* Begin *

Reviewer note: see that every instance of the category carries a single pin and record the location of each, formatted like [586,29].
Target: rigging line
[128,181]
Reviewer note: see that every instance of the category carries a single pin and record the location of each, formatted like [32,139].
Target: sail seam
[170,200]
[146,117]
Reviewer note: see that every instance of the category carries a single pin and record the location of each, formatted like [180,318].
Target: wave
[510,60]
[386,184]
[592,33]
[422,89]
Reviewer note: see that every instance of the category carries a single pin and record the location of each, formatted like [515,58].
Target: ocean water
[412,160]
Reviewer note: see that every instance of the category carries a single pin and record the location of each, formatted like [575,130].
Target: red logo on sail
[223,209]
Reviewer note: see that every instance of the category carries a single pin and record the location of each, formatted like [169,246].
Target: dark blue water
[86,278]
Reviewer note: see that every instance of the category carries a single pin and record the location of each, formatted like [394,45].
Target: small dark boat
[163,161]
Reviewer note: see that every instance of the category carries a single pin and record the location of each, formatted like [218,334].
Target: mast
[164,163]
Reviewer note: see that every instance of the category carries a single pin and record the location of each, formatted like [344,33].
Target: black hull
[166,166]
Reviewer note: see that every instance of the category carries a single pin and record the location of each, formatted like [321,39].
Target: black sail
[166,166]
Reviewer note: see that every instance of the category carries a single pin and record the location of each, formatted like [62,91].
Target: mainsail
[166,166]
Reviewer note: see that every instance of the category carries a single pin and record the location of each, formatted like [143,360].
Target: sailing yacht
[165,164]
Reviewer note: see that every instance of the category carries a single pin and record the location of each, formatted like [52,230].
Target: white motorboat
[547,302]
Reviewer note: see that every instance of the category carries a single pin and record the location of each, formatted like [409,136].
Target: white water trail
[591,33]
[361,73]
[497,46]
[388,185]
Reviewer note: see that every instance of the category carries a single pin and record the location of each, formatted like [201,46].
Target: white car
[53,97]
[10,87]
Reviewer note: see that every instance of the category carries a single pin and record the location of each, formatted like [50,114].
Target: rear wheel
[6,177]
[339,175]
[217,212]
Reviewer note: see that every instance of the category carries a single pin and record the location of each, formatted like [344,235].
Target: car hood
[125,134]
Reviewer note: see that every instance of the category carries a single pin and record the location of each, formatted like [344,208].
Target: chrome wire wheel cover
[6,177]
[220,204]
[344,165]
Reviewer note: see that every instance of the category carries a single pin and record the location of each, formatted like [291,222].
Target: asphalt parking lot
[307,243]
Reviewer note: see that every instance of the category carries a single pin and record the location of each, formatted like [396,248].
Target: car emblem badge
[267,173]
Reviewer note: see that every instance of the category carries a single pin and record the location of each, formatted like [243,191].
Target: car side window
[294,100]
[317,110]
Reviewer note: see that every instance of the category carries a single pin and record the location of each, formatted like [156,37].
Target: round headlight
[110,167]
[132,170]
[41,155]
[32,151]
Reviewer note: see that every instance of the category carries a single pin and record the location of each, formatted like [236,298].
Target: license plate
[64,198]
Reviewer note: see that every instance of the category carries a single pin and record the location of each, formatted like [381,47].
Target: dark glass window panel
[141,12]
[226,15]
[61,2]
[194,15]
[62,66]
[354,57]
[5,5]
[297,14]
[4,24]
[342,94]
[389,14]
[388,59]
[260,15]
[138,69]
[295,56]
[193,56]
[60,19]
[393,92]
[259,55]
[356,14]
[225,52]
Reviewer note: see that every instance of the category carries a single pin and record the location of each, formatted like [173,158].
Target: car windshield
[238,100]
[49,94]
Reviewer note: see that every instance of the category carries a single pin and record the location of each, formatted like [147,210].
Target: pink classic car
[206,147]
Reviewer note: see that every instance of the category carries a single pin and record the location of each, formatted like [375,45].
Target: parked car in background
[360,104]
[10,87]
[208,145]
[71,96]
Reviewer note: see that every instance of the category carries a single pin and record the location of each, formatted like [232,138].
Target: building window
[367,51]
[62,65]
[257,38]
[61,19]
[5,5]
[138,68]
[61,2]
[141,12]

* End *

### Directions for this task
Repeat the line that contains "formatted like [147,210].", then every line after it until the records end, with nothing added.

### Exercise output
Reviewer note: see that every instance of the category carries a single pin and record the location of each, formatted like [147,210].
Target: pink classic car
[206,147]
Reviewer note: see that every instance of the category carries a single pin and record the location of each, formatted like [375,45].
Target: parked car in background
[360,104]
[10,87]
[208,145]
[71,96]
Reviewer note: see that every instance of the category carries a single pin and record the location of each, formatted like [232,138].
Target: building window
[367,51]
[62,65]
[257,38]
[61,19]
[5,5]
[138,68]
[61,2]
[141,12]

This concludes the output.